Stated task → Rewrite the data from its first line through the line containing "column 493, row 285", replacing "pin" with "marker" and leaving everything else as it is.
## Start The input
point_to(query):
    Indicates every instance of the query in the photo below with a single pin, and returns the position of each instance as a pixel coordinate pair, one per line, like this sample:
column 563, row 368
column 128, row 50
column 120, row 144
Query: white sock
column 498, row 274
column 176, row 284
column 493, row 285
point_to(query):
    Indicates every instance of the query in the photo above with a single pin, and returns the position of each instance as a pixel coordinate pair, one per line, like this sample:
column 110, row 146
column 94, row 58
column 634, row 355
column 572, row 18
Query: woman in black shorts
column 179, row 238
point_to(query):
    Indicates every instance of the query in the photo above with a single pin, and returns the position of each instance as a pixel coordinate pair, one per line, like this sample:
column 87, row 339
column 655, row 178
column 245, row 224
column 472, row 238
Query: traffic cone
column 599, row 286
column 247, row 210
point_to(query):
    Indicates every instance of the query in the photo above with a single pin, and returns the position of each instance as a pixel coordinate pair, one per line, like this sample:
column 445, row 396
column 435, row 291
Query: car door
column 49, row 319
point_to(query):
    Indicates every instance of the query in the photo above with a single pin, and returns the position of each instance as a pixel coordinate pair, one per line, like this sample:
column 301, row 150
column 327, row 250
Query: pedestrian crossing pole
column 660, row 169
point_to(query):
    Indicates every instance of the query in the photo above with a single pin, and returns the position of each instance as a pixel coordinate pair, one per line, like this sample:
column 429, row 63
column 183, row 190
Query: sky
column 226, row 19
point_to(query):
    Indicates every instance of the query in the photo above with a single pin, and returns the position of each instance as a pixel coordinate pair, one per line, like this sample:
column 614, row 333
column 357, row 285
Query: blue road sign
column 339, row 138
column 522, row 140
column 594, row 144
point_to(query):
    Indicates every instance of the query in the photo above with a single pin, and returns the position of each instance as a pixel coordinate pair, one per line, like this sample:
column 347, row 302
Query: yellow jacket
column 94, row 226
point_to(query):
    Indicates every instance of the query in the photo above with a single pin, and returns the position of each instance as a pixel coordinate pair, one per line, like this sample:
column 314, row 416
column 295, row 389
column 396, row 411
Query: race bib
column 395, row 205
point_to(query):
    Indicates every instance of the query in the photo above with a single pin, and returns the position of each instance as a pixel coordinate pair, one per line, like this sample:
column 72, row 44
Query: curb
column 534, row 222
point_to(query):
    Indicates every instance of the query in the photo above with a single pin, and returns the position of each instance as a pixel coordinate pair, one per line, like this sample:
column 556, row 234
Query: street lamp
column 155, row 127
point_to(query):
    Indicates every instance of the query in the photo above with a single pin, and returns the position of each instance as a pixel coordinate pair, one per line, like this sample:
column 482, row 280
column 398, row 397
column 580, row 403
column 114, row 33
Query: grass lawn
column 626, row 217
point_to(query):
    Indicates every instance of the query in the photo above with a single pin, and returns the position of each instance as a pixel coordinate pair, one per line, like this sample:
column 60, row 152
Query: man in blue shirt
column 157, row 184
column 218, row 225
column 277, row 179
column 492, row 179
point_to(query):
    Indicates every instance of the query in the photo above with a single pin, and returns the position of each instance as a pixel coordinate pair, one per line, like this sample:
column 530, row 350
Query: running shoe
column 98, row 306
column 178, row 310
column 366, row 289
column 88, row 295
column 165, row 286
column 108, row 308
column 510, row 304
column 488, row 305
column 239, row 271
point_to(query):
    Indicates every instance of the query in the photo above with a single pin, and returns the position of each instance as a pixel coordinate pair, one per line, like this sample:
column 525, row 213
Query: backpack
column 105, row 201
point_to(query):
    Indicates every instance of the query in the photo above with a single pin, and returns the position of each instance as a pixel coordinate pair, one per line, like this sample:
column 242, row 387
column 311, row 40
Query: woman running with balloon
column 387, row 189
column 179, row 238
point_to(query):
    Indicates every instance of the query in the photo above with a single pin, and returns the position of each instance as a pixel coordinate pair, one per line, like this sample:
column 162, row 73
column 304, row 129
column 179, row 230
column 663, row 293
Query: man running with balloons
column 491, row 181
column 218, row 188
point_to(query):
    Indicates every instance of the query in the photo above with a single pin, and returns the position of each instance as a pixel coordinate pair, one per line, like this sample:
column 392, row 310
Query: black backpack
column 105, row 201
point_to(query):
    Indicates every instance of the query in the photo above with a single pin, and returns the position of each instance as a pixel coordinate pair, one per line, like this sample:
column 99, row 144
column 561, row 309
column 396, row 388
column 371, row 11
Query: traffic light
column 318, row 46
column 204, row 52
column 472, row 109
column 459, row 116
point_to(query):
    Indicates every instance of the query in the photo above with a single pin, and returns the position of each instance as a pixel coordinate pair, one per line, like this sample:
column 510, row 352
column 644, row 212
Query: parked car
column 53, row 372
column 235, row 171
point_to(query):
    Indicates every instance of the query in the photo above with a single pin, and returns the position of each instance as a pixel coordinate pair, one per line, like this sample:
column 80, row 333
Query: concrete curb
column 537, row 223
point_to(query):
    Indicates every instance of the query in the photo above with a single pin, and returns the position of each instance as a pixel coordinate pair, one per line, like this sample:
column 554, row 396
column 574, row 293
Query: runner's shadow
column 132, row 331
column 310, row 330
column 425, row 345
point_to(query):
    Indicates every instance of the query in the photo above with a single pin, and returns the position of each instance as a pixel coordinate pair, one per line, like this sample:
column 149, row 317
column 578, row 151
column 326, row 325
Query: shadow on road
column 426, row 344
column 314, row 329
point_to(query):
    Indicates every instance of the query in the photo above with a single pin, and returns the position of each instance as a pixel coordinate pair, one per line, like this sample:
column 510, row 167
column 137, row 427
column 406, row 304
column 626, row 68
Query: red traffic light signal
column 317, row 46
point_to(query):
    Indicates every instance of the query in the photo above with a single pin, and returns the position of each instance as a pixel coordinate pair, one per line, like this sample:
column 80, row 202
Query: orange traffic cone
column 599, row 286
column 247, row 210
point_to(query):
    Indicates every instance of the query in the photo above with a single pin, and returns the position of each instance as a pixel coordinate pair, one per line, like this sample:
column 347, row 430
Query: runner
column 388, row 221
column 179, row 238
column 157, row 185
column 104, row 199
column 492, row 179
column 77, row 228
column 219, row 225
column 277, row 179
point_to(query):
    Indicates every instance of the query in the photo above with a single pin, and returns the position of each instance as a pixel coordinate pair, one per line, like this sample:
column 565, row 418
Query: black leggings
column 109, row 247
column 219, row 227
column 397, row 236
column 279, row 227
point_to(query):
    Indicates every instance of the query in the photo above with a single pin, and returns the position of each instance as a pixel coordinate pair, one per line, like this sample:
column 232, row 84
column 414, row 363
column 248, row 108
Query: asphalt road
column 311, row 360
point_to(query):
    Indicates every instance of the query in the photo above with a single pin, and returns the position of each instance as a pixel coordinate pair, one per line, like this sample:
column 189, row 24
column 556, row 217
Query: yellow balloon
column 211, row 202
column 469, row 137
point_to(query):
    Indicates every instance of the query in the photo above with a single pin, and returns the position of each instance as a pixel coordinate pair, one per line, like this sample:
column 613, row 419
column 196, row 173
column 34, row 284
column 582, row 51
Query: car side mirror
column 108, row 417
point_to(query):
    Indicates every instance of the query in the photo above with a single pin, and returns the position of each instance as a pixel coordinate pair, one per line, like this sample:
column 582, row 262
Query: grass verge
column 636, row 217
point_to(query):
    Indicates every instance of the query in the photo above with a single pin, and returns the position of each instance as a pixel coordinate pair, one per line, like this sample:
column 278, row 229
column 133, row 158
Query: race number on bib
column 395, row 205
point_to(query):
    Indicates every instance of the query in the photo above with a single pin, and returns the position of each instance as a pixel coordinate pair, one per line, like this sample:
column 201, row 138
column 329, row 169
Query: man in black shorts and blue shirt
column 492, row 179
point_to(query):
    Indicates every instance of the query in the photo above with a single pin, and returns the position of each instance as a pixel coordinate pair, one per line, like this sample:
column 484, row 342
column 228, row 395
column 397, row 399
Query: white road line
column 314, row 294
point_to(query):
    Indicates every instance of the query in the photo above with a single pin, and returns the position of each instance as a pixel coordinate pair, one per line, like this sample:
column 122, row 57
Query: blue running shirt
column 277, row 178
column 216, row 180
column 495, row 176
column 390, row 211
## End The input
Task response →
point_to(query):
    Indicates every instance of the query in the photo below with a single marker, and returns the position of each instance as a pixel coordinate pair, one per line, like this sample:
column 563, row 368
column 128, row 50
column 120, row 144
Query: white sock
column 498, row 274
column 176, row 284
column 493, row 285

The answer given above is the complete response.